##### TEXT SEGMENT #####
Sensitive and Robust Detection of Pesticides Regulated in California in Dried Cannabis Plant Material

Significance of the topic

The legalization of cannabis in multiple jurisdictions has led to stringent regulatory requirements for pesticide residues to ensure consumer safety and product quality. California has one of the most comprehensive lists of pesticides requiring both LC/MS/MS and GC/MS/MS analysis, with low detection limits demanding sensitive and robust methods.

Aims and study overview

This study evaluates an integrated workflow combining a standardized sample preparation procedure with Agilent’s 8890 Gas Chromatograph and 7010B Triple Quadrupole Mass Spectrometer. The goal is to quantify 43 GC-compatible pesticides regulated by the California Bureau of Cannabis Control at or below state-mandated limits.

Methodology and used instrumentation

A multimode inlet was employed for pulsed splitless injection of 3 µL extracts into an Agilent 8890 GC System equipped with a helium-driven Pneumatic Switching Device for midcolumn backflushing. Separation was achieved on dual 15 m HP-5ms UI columns with retention time locking. Detection utilized an Agilent 7010B GC/TQ with a High-Efficiency Source operating in dynamic MRM mode. Comprehensive MRM transitions were obtained from the MassHunter Pesticide and Environmental Pollutant MRM Database and optimized via MassHunter Optimizer for selected analytes.

• Agilent 8890 GC with multimode inlet and PSD backflushing
• Agilent 7010B Triple Quadrupole GC/MS with HES
• MassHunter Pesticide & Environmental Pollutant MRM Database
• Retention Time Locking and Dynamic MRM
• Standardized SPE cleanup with SampliQ C18 EC cartridges

Main results and discussion

All 43 target pesticides met California’s limits of quantitation, with 36 compounds ≤0.08 ppb in-vial (≤10 ppb in plant material) and all 43 ≤0.8 ppb in-vial (≤100 ppb in plant material). Key challenges for LC/MS analysis—such as captan, cis/trans-chlordane, pentachloronitrobenzene, and kinoprene—were quantified successfully by GC/MS/MS at lower LOQs than required. Instrument detection limits ranged from tens to hundreds of femtograms on-column. Calibration curves for all analytes exhibited excellent linearity (R2 ≥0.99). Backflushing and optimized injection reduced matrix buildup, extending column life and minimizing source maintenance.
##### DATASET ENTRIES #####
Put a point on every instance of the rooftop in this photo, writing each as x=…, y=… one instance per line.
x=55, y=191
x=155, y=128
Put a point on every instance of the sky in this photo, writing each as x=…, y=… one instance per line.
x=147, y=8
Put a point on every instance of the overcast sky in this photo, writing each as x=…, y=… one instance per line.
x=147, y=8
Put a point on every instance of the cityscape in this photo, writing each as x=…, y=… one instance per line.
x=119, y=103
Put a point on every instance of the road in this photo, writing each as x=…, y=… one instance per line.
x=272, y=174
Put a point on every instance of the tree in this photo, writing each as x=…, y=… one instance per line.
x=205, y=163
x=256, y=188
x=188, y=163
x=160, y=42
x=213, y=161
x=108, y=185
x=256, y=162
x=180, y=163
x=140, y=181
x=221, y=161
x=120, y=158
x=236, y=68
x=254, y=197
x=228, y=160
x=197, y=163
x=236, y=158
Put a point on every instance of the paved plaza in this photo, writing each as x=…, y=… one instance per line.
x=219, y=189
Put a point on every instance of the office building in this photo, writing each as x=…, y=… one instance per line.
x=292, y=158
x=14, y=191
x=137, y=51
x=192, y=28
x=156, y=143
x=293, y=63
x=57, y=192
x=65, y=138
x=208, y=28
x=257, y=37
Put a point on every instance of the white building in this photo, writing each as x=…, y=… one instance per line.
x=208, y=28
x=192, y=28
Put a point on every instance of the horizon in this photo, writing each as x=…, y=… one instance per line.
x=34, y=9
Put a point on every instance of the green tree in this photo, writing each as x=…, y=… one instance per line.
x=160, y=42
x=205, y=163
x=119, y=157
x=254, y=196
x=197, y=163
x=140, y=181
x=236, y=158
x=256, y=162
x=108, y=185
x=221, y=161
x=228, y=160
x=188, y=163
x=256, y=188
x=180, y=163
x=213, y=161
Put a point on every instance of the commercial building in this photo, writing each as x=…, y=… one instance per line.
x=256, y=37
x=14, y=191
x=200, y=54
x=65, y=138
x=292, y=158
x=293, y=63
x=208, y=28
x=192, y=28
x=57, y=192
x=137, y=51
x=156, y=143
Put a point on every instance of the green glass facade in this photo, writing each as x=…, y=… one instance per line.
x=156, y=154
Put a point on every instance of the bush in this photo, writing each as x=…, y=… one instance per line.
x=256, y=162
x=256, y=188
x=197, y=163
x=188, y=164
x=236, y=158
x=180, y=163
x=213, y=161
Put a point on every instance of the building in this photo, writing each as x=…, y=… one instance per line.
#####
EXERCISE SET:
1. In the cannabis pesticide text, which columns were used to achieve separation?
2. Return the passage of the cannabis pesticide text from "Aims and study" up to and including "below state-mandated limits.", word for word.

ANSWERS PER TASK:
1. Dual 15 m HP-5ms UI columns with retention time locking.

2.
Aims and study overview

This study evaluates an integrated workflow combining a standardized sample preparation procedure with Agilent’s 8890 Gas Chromatograph and 7010B Triple Quadrupole Mass Spectrometer. The goal is to quantify 43 GC-compatible pesticides regulated by the California Bureau of Cannabis Control at or below state-mandated limits.